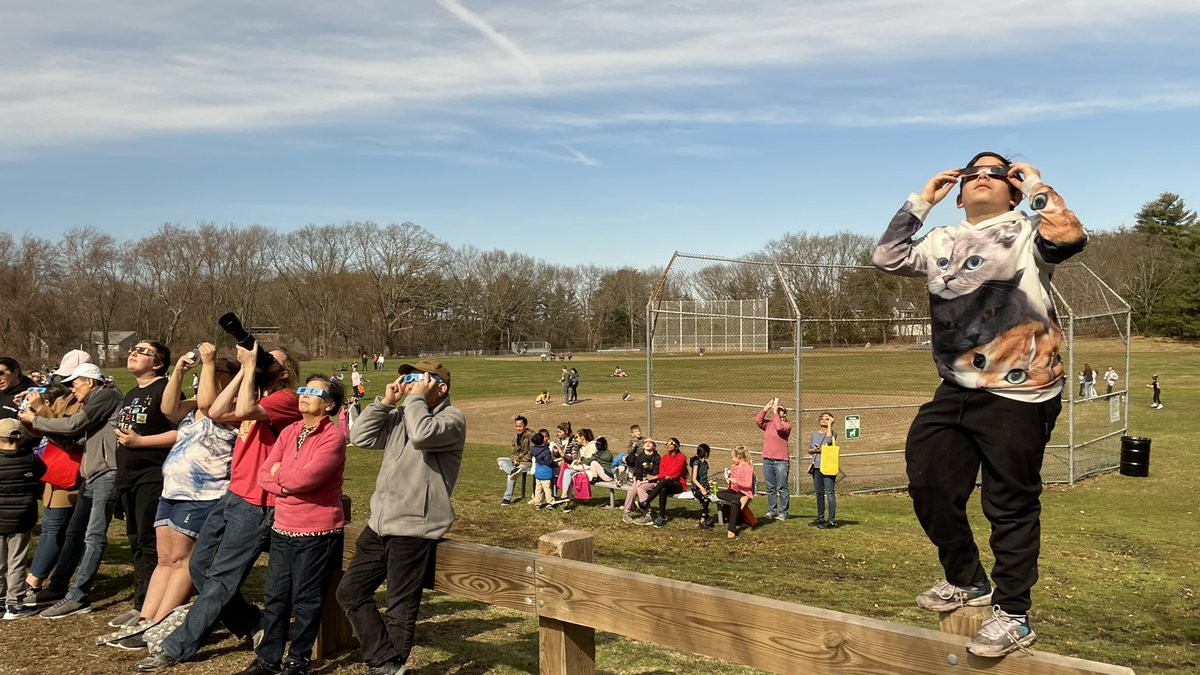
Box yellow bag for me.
[820,443,840,476]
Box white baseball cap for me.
[61,363,105,383]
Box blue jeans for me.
[497,459,531,501]
[762,458,790,517]
[161,492,272,662]
[53,471,117,602]
[257,530,343,668]
[813,471,836,522]
[28,505,74,581]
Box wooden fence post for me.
[313,495,356,659]
[538,530,596,675]
[939,605,992,638]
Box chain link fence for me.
[645,253,1131,496]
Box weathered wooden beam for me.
[535,555,1134,675]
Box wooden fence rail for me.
[320,526,1134,675]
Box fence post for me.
[538,530,595,675]
[938,605,991,638]
[313,495,355,659]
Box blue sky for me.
[2,1,1199,268]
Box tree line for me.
[1,192,1194,362]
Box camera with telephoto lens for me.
[218,312,277,370]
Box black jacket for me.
[0,447,46,534]
[0,376,35,420]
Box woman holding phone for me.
[808,412,838,529]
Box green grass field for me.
[39,343,1200,672]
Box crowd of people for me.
[0,345,463,675]
[494,404,847,538]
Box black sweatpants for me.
[906,381,1061,615]
[336,527,437,669]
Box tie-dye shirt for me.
[161,410,238,501]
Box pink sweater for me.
[729,462,754,496]
[755,410,793,461]
[258,416,347,534]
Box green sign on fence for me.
[845,415,860,439]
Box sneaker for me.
[699,522,715,532]
[110,633,148,651]
[562,502,575,514]
[916,579,993,612]
[29,588,65,607]
[808,518,825,527]
[3,605,37,620]
[280,661,310,675]
[819,519,838,529]
[653,517,666,528]
[234,658,282,675]
[766,512,778,520]
[640,514,654,526]
[965,606,1037,657]
[109,608,141,628]
[135,651,179,671]
[40,597,92,619]
[507,467,523,478]
[500,498,512,507]
[622,513,634,524]
[776,514,788,521]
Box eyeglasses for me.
[129,346,157,357]
[296,386,331,400]
[401,373,444,385]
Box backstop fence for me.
[644,252,1131,495]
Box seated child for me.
[535,390,551,405]
[690,443,714,531]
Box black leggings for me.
[717,489,746,533]
[643,480,683,515]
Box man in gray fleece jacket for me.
[19,363,122,614]
[337,360,465,675]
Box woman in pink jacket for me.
[238,375,347,675]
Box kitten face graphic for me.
[954,321,1063,390]
[926,221,1022,299]
[930,270,1042,357]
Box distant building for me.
[89,330,138,366]
[889,301,930,340]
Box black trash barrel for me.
[1119,436,1151,477]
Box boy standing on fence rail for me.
[872,151,1086,657]
[337,360,465,675]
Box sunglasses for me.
[957,165,1018,184]
[129,346,158,357]
[401,373,444,385]
[295,386,331,400]
[0,370,13,377]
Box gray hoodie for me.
[31,386,122,482]
[350,393,466,539]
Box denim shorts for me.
[154,497,218,538]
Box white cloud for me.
[1,0,1199,152]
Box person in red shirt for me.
[638,437,689,528]
[238,375,347,675]
[138,343,300,672]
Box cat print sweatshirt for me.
[872,177,1086,403]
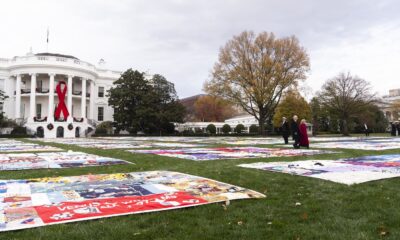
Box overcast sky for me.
[1,0,400,99]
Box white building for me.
[0,52,121,138]
[175,114,313,135]
[381,89,400,122]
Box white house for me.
[0,51,121,138]
[380,89,400,122]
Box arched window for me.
[36,126,44,138]
[75,127,80,138]
[56,126,64,138]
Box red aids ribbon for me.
[54,81,69,120]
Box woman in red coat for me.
[299,119,309,148]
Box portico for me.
[14,73,93,123]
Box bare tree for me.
[317,72,376,136]
[204,31,310,134]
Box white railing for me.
[2,55,98,72]
[0,55,121,79]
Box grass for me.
[2,136,400,239]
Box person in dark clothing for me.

- [Exercise objective] Output the full material exactly as given, without its pictures.

- [Output of the exercise]
Box yellow bag for me.
[820,443,840,476]
Box white baseball cap for me.
[61,363,105,383]
Box blue jeans for me.
[497,459,531,501]
[762,458,790,517]
[161,492,272,662]
[53,471,117,602]
[257,530,343,668]
[813,471,836,522]
[28,505,74,581]
Box wooden fence post for me.
[313,495,356,659]
[538,530,596,675]
[939,605,992,638]
Box chain link fence for me.
[645,253,1131,496]
Box weathered wooden beam for me.
[535,555,1134,675]
Box wooden fence rail for me.
[320,526,1134,675]
Box fence post for me.
[538,530,595,675]
[938,605,991,638]
[313,495,355,659]
Box blue sky for me.
[2,1,1199,268]
Box tree line for me.
[1,192,1194,362]
Box camera with telephoto lens for me.
[218,312,277,370]
Box black jacket for me.
[0,447,46,534]
[0,376,35,420]
Box woman holding phone for me.
[808,412,838,529]
Box green grass field for me.
[39,343,1200,672]
Box crowd of people for me.
[0,345,463,675]
[494,404,847,538]
Box black sweatpants for me.
[906,381,1061,615]
[336,527,437,669]
Box tie-dye shirt for me.
[161,410,238,501]
Box pink sweater for me.
[729,462,754,496]
[755,410,793,461]
[258,416,347,534]
Box green sign on fence for me.
[845,415,860,439]
Box sneaker for me.
[699,522,715,532]
[110,633,148,651]
[562,502,575,514]
[916,579,993,612]
[29,588,65,607]
[808,518,825,527]
[3,605,37,620]
[280,661,310,675]
[819,519,838,529]
[653,517,666,528]
[234,658,282,675]
[766,512,778,520]
[640,514,654,526]
[965,606,1037,657]
[109,608,141,628]
[135,651,179,671]
[40,597,92,619]
[507,467,523,478]
[500,498,512,507]
[622,513,634,524]
[776,514,788,521]
Box eyeglasses for me.
[129,346,157,357]
[296,386,331,400]
[401,373,444,385]
Box backstop fence for me.
[644,252,1131,495]
Box seated child for me.
[535,390,551,405]
[690,443,714,531]
Box black leggings for me.
[717,489,746,533]
[643,480,683,515]
Box man in gray fleece jacket for me.
[19,363,122,614]
[337,360,465,675]
Box woman in pink jacket for me.
[238,375,347,675]
Box kitten face graphic for me.
[954,321,1063,390]
[926,221,1022,299]
[930,270,1042,357]
Box distant building for me.
[89,330,138,366]
[889,301,930,340]
Box black trash barrel for me.
[1119,436,1151,477]
Box boy standing on fence rail for me.
[872,151,1086,657]
[337,360,465,675]
Box sunglasses for me.
[957,165,1018,184]
[129,346,158,357]
[401,373,444,385]
[295,386,331,400]
[0,370,13,377]
Box gray hoodie for me.
[31,386,122,482]
[350,393,466,539]
Box denim shorts for me.
[154,497,218,538]
Box white cloud for me.
[1,0,1199,152]
Box person in red shirt for me.
[638,437,689,528]
[238,375,347,675]
[138,343,300,672]
Box cat print sweatshirt for me.
[872,177,1086,403]
Box overcast sky for me.
[1,0,400,99]
Box white building for me.
[0,52,121,138]
[175,114,313,135]
[381,89,400,122]
Box white house for me.
[0,51,121,138]
[380,89,400,122]
Box arched window for me.
[36,126,44,138]
[75,127,80,138]
[56,126,64,138]
Box red aids ribbon for me.
[54,81,69,120]
Box woman in red coat for me.
[299,119,309,148]
Box portico for me.
[14,73,93,123]
Box bare tree for me.
[317,72,376,136]
[204,31,310,134]
Box white railing for me.
[2,55,98,72]
[0,55,121,79]
Box grass for me.
[2,136,400,239]
Box person in dark clothing for me.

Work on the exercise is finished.